[WHAT IS ASKED]
A: In the forum thread about subwoofer surrounds, why was foam originally chosen as the surround material?
B: Write the next part of the forum thread about subwoofer surrounds, picking up after its last post.

A lot of people buy a sub based on excursion rather than the total volume of air it can move.


----------



## adrenalinejunkie (Oct 17, 2010)

SuMb0dY said:


> The V2 already has plenty of surround. In fact Id go off to say its beyond the amount of surround needed and well into the range of oversize-look good type surround for marketing gimmick. Simply changing its material type from foam to rubber should solve the long term durability problem as foam does disentegrate over time. The extra size wasnt a necessary add IMO, i think their losing cone area for no reason now. But they originally chose foam for a reason. It performs well and consistent despite temperature changes. In the winter the rubber will stiffen.
> 
> Anyway not sure if i like the oversize surround trend. Are we too believe more surround = more bass?



Not sure if you've heard of Sundown audio, but they have a new SPL sub that has a huge surround...

[LISTED ENTRIES]
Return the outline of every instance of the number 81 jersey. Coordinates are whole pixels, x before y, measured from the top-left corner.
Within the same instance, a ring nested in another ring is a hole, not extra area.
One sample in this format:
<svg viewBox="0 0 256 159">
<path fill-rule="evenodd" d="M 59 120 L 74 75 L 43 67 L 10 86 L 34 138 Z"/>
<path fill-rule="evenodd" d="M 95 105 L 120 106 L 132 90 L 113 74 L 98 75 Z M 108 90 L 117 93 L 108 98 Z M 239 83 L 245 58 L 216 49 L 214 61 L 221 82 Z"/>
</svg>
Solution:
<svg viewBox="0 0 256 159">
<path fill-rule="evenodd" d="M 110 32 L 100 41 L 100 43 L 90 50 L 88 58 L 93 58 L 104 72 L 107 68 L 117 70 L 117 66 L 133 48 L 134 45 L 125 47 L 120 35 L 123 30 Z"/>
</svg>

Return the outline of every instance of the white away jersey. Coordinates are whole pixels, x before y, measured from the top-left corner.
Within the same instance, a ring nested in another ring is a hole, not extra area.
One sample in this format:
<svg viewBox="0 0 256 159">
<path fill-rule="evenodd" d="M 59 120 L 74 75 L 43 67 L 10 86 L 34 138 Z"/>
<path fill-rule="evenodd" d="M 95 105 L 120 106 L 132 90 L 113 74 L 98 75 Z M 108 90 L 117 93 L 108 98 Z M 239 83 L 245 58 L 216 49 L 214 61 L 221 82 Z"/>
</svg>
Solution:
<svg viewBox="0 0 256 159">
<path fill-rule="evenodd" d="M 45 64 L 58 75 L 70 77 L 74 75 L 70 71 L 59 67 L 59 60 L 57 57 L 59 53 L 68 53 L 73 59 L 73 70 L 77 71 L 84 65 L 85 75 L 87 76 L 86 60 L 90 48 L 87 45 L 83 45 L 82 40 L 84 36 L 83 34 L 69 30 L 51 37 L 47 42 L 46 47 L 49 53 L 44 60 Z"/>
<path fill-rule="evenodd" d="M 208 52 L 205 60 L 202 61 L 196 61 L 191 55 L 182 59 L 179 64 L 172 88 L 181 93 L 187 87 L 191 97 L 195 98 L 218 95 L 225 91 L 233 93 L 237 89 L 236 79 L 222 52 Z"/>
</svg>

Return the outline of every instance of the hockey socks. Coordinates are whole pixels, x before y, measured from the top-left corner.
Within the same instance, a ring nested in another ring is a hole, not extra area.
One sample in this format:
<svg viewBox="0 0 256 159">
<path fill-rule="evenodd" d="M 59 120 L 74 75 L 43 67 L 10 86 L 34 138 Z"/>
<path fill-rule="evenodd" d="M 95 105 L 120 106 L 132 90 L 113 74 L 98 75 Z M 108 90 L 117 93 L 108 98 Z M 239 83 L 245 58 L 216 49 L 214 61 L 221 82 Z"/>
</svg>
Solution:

[RESULTS FOR THE EXERCISE]
A: Foam performs well and consistently despite temperature changes.

B:
----------



## hypnoz (Sep 29, 2009)

The surround did indeed remove some effective piston area, which you can find by searching v2 Sd and comparing to v3 Sd. I'm not sure why they decided to go this route. One would think they could have made the surround taller if they required additional material, or simply replace the old with rubber. Perhaps Manville can chime in. I hope they are not sacrificing performance for appearance.

Overall, I highly doubt you'd notice an audible difference though since the change isn't all that significant.

Edit: Curious to know if the increased xmax trumps the loss in Sd or not. Either way if it were possible to just increase the surround material and keep the same Sd then that would be more ideal.


----------



## subwoofery (Nov 9, 2008)

hypnoz said:


> The surround did indeed remove some effective piston area, which you can find by searching v2 Sd and comparing to v3 Sd. I'm not sure why they decided to go this route. One would think they could have made the surround taller if they required additional material, or simply replace the old with rubber. Perhaps Manville can chime in. I hope they are not sacrificing performance for appearance.
> 
> Overall, I highly doubt you'd notice an audible difference though since the change isn't all that significant.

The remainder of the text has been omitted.